[Saved data entries]
==================================================

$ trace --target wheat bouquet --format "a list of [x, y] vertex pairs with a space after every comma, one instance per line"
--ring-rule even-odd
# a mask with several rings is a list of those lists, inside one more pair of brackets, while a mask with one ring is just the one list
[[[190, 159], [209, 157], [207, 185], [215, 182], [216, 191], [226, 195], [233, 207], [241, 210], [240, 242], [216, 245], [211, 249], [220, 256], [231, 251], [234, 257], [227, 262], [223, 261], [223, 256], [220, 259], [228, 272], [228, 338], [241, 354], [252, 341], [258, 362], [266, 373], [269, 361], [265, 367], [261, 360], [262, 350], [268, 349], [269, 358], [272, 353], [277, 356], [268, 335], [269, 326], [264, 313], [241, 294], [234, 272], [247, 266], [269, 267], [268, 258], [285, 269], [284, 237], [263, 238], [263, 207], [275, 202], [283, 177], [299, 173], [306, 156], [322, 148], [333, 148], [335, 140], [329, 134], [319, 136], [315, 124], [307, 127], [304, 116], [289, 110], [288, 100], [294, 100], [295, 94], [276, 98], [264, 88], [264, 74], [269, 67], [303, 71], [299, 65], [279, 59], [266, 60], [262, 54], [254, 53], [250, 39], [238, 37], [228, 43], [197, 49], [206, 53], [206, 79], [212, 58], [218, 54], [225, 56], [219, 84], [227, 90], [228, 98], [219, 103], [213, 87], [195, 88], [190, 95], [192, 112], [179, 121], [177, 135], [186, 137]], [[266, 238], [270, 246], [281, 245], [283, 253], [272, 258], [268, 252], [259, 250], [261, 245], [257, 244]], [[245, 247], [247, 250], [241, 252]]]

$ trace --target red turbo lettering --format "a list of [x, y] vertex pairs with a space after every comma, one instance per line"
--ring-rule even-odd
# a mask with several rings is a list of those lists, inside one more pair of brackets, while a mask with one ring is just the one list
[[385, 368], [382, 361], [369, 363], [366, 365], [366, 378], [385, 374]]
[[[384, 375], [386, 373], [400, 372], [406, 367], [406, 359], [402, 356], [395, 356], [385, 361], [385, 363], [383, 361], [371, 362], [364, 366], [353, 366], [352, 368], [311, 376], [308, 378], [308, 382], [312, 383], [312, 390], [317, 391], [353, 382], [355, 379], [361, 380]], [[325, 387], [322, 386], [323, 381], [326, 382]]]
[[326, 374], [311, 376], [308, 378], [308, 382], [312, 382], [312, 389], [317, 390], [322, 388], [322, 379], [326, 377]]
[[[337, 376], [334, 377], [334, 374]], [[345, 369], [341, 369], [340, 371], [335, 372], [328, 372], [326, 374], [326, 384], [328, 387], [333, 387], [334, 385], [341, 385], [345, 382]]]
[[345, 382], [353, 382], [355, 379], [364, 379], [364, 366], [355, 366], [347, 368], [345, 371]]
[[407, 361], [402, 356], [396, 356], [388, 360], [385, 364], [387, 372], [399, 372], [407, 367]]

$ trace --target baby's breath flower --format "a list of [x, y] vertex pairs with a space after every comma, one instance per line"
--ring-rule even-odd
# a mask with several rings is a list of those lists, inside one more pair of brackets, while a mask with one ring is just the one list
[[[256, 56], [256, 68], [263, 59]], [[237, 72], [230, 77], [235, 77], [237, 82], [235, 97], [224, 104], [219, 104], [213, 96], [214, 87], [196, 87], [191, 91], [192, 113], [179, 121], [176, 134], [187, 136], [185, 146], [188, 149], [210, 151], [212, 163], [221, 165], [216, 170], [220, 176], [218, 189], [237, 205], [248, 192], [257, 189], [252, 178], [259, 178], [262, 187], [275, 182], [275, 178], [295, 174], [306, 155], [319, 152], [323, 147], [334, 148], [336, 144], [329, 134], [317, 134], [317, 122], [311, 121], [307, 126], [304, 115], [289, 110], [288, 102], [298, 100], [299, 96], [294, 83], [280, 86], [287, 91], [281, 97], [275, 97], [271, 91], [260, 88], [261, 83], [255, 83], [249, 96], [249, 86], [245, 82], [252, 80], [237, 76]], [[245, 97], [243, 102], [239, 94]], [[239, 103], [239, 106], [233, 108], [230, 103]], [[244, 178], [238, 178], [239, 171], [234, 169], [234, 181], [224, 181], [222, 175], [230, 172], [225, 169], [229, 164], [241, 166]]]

==================================================

**What the task requires:** Reproduce all entries exactly, leaving each one whole.

**Response to this exercise:**
$ trace --target wheat bouquet --format "a list of [x, y] vertex pairs with a space after every comma, one instance per line"
--ring-rule even-odd
# a mask with several rings is a list of those lists, inside one more pair of brackets, while a mask with one ring is just the one list
[[[190, 159], [209, 157], [207, 185], [215, 182], [216, 191], [226, 195], [233, 207], [241, 210], [240, 242], [216, 245], [211, 249], [220, 256], [231, 251], [234, 257], [227, 262], [223, 261], [223, 256], [220, 259], [228, 272], [228, 338], [241, 354], [252, 341], [258, 362], [266, 373], [269, 361], [265, 367], [261, 360], [262, 350], [268, 349], [269, 358], [272, 353], [277, 356], [268, 335], [269, 326], [264, 313], [241, 294], [234, 272], [247, 266], [269, 267], [268, 258], [285, 269], [284, 237], [263, 238], [263, 207], [275, 202], [283, 177], [299, 173], [306, 156], [322, 148], [333, 148], [335, 140], [329, 134], [319, 136], [315, 124], [307, 127], [304, 116], [289, 110], [288, 100], [294, 100], [295, 94], [276, 98], [264, 88], [264, 74], [269, 67], [303, 71], [299, 65], [279, 59], [266, 60], [262, 54], [254, 53], [250, 39], [238, 37], [228, 43], [197, 49], [206, 53], [206, 79], [212, 58], [218, 54], [225, 56], [219, 84], [227, 90], [228, 98], [219, 103], [213, 87], [195, 88], [190, 95], [192, 112], [179, 121], [177, 135], [186, 137]], [[266, 238], [270, 246], [281, 245], [283, 253], [272, 258], [268, 252], [259, 250], [261, 245], [257, 244]], [[245, 247], [247, 250], [241, 252]]]

$ trace --target red turbo lettering --format "a list of [x, y] vertex pairs with a space after every comma, one instance per line"
--ring-rule even-odd
# a mask with several rings is a list of those lists, inside one more pair of brackets, while a mask with one ring is just the one list
[[385, 368], [382, 361], [369, 363], [366, 365], [366, 378], [385, 374]]
[[[384, 375], [386, 373], [400, 372], [406, 367], [406, 359], [402, 356], [395, 356], [385, 361], [385, 363], [383, 361], [371, 362], [364, 366], [353, 366], [352, 368], [311, 376], [308, 378], [308, 382], [312, 383], [312, 390], [317, 391], [353, 382], [355, 379], [361, 380]], [[325, 387], [322, 386], [323, 381], [326, 382]]]
[[326, 374], [311, 376], [308, 378], [308, 382], [312, 382], [312, 389], [317, 390], [322, 388], [322, 379], [326, 377]]
[[[337, 376], [334, 377], [334, 374]], [[345, 369], [341, 369], [340, 371], [335, 372], [328, 372], [326, 374], [326, 384], [328, 387], [333, 387], [334, 385], [341, 385], [345, 382]]]
[[345, 382], [353, 382], [355, 379], [364, 379], [364, 366], [355, 366], [347, 368], [345, 371]]
[[407, 361], [402, 356], [396, 356], [388, 360], [385, 364], [387, 372], [399, 372], [407, 367]]

$ trace --target baby's breath flower --format "a list of [x, y] vertex pairs with a space after every comma, one instance per line"
--ring-rule even-odd
# a mask with several rings is a list of those lists, inside one more pair of brackets, while a mask with one ring is just the one list
[[[256, 56], [256, 68], [263, 59]], [[237, 72], [230, 77], [235, 77], [237, 82], [235, 97], [224, 104], [219, 104], [213, 96], [214, 87], [196, 87], [191, 91], [192, 113], [179, 121], [176, 134], [187, 136], [185, 146], [188, 149], [210, 151], [212, 163], [221, 165], [216, 170], [220, 176], [218, 189], [237, 205], [248, 192], [257, 189], [252, 178], [259, 178], [262, 187], [275, 182], [275, 178], [295, 174], [306, 155], [319, 152], [323, 147], [334, 148], [336, 144], [329, 134], [317, 134], [317, 122], [311, 121], [307, 126], [304, 115], [289, 110], [288, 102], [298, 100], [299, 96], [294, 83], [280, 86], [287, 91], [281, 97], [275, 97], [271, 91], [260, 88], [261, 83], [255, 83], [249, 96], [249, 86], [245, 82], [252, 80], [237, 76]], [[245, 97], [243, 102], [239, 94]], [[239, 103], [239, 106], [233, 108], [230, 103]], [[244, 178], [238, 178], [239, 171], [234, 169], [234, 181], [224, 181], [222, 175], [230, 172], [225, 169], [229, 164], [241, 166]]]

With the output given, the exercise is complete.